▶ **Actividades**
a: Enumera los verbos de la oración que empieza con "Cambia" en el texto sobre el público de Madrid.
b: Vuelve a escribir el fragmento del texto sobre el público de Madrid que comienza en "No es lo mismo" y termina en "dialoga consigo misma.".

▶ **Texto proporcionado**
● ● ● ● ●

El público
Las ciudades tienen alma. También carácter. Conforman su movimiento, su color, su olor. Pero además escuchan, hablan, toman partido. Ésa es una facultad que reside en el público. El de Madrid es único. Porque no se trata de un ser condescendiente con cualquier cosa. Porque no actúa de manera uniforme en cualquier sitio. Cambia, evoluciona, aprende y enseña. Es necesario observarle y escucharle en diferentes foros para que luego pueda uno hacerse idea más o menos acertada de cómo respira, de qué piensa la ciudad.
No es lo mismo el público de Las Ventas que el del teatro Español o el María Guerrero. No tiene nada que ver el río que año tras año hace más caudaloso el recinto del Retiro en la Feria del Libro con quienes van al Santiago Bernabéu, o éstos con los que acuden al Vicente Calderón. Ni por asomo se parecen quienes guardan colas en los museos de la milla de oro con todos aquellos que te podías encontrar en las corralas de Lavapiés disfrutando de una zarzuela. Ni aquellos tampoco con los que entran en el Teatro Real, en el Auditorio... O sí. Son diferentes pero iguales. Sin duda en todos ellos encontramos la voz de una ciudad que no está dormida, que vive y sale a la calle. Que dialoga consigo misma.

● ● ● ● ●

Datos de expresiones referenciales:

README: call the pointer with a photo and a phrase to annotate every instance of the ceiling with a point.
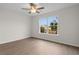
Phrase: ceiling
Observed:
(48, 6)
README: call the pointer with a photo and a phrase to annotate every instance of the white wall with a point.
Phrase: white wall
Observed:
(14, 25)
(68, 32)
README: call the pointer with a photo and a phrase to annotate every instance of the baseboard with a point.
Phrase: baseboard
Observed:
(56, 42)
(14, 40)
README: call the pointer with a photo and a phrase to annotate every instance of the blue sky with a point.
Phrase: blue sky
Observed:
(48, 20)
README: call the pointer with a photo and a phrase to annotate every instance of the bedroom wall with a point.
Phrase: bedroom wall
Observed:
(68, 30)
(14, 25)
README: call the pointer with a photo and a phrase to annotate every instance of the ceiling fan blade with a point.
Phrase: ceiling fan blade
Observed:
(37, 12)
(40, 8)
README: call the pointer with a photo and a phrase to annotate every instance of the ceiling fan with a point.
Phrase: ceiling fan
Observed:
(33, 8)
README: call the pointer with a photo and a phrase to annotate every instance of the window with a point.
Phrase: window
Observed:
(48, 25)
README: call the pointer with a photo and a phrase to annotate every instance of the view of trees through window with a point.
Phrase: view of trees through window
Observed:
(48, 25)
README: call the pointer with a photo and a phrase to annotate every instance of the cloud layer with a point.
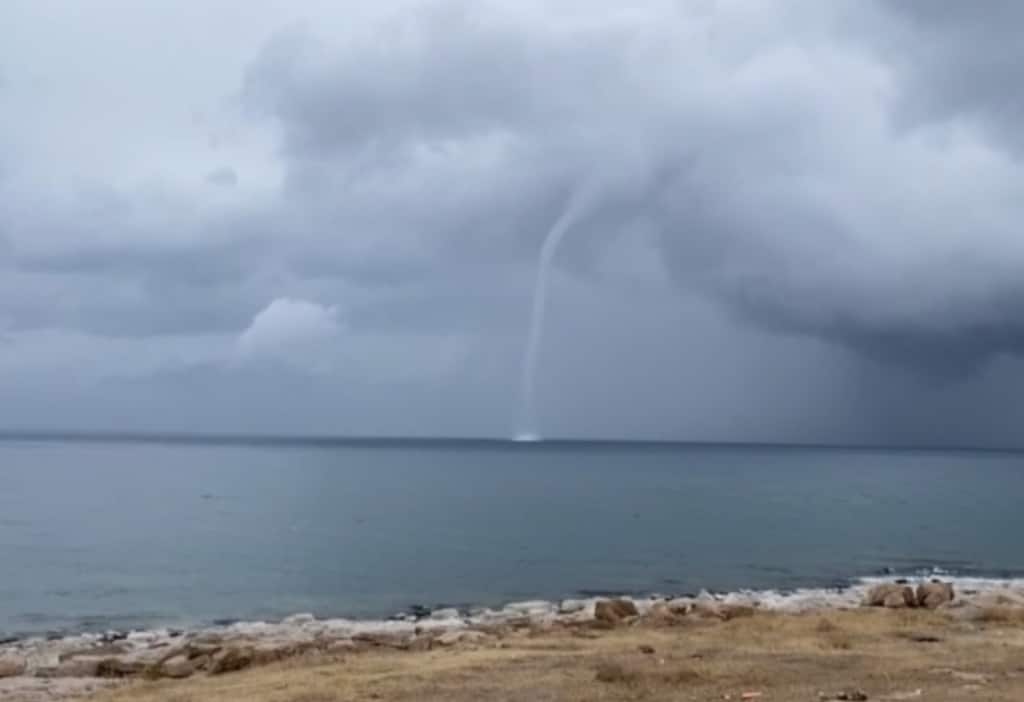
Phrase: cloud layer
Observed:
(792, 193)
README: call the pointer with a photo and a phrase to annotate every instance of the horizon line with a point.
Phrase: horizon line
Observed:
(285, 439)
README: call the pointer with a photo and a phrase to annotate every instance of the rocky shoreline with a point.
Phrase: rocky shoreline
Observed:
(76, 665)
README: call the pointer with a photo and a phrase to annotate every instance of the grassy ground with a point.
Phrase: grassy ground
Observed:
(885, 654)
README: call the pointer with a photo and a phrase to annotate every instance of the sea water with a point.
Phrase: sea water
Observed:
(102, 534)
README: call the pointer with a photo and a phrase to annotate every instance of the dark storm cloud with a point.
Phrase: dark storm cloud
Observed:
(780, 194)
(961, 60)
(769, 164)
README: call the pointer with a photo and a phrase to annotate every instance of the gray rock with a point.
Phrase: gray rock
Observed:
(298, 620)
(177, 667)
(231, 660)
(892, 596)
(462, 637)
(446, 613)
(11, 666)
(613, 611)
(934, 595)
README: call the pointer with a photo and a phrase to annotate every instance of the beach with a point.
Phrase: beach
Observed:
(801, 645)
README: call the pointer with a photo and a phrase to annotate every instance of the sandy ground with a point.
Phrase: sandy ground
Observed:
(885, 655)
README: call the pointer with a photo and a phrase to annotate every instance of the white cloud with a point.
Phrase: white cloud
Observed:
(298, 333)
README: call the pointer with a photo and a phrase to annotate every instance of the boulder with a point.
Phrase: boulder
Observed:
(298, 620)
(341, 646)
(462, 637)
(892, 596)
(445, 614)
(571, 606)
(80, 666)
(934, 595)
(680, 605)
(707, 609)
(660, 615)
(11, 666)
(230, 660)
(177, 667)
(119, 667)
(613, 611)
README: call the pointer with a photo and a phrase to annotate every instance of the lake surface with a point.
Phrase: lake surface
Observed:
(109, 534)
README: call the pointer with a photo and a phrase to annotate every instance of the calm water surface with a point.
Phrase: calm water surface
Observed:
(122, 534)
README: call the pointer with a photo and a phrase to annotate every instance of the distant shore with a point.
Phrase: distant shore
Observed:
(72, 665)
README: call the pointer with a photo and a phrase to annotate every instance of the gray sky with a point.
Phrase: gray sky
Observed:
(803, 220)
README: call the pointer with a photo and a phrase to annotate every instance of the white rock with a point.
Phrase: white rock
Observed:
(534, 608)
(298, 619)
(441, 624)
(446, 613)
(572, 606)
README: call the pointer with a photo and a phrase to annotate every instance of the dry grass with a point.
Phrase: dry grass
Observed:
(783, 657)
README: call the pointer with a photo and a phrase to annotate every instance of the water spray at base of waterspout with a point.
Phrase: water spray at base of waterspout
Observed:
(576, 207)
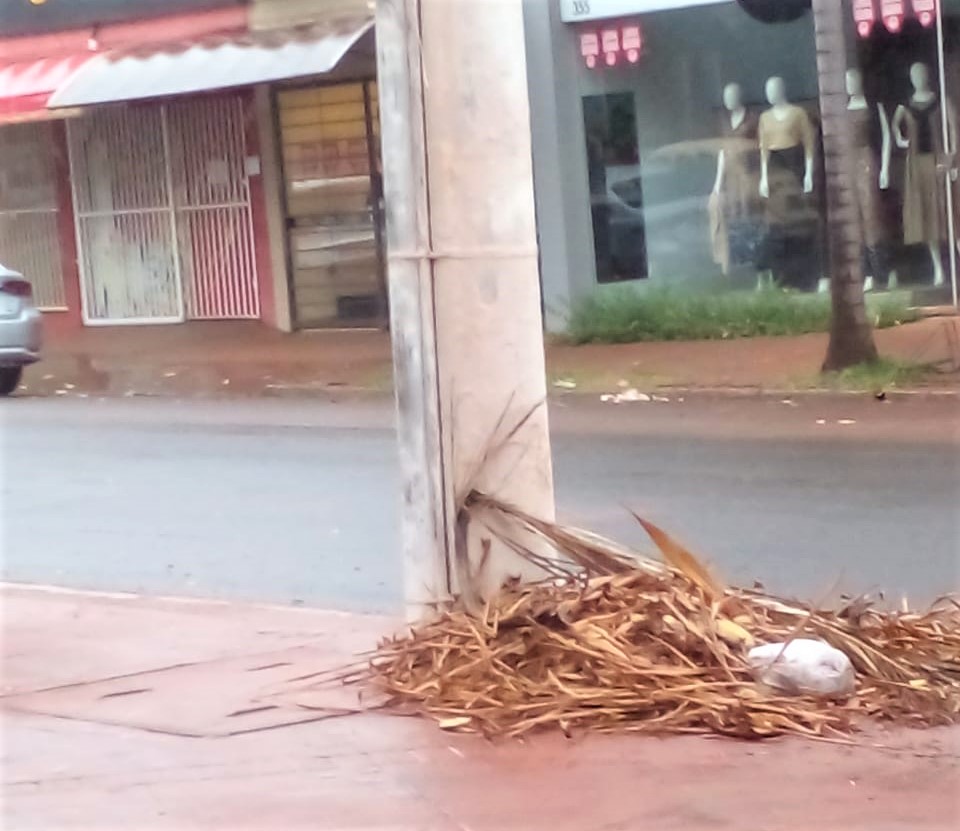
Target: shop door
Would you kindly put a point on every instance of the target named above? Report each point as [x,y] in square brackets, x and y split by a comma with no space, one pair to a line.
[29,216]
[163,213]
[329,137]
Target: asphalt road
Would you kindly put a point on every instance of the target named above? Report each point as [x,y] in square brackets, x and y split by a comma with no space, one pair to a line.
[296,502]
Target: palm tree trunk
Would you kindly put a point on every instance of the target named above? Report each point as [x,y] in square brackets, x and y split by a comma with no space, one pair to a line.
[851,336]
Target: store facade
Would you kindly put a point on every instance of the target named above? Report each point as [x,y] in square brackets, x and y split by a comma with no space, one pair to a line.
[689,139]
[215,165]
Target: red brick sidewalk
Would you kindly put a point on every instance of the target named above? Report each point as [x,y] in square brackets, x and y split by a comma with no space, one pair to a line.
[380,772]
[247,358]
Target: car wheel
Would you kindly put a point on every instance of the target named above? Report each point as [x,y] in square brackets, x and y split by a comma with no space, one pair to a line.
[10,379]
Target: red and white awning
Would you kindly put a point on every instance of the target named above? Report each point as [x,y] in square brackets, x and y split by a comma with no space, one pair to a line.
[223,63]
[25,88]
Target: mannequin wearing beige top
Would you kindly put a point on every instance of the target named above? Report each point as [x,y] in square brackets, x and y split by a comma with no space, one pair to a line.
[788,144]
[918,129]
[734,196]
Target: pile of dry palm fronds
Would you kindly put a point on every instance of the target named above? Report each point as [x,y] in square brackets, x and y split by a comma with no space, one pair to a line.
[611,641]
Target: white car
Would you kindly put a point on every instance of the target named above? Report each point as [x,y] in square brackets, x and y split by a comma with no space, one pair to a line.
[21,329]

● ● ● ● ●

▶ **Respuestas por ítem**
a: Cambia, evoluciona, aprende, enseña

b:
No es lo mismo el público de Las Ventas que el del teatro Español o el María Guerrero. No tiene nada que ver el río que año tras año hace más caudaloso el recinto del Retiro en la Feria del Libro con quienes van al Santiago Bernabéu, o éstos con los que acuden al Vicente Calderón. Ni por asomo se parecen quienes guardan colas en los museos de la milla de oro con todos aquellos que te podías encontrar en las corralas de Lavapiés disfrutando de una zarzuela. Ni aquellos tampoco con los que entran en el Teatro Real, en el Auditorio... O sí. Son diferentes pero iguales. Sin duda en todos ellos encontramos la voz de una ciudad que no está dormida, que vive y sale a la calle. Que dialoga consigo misma.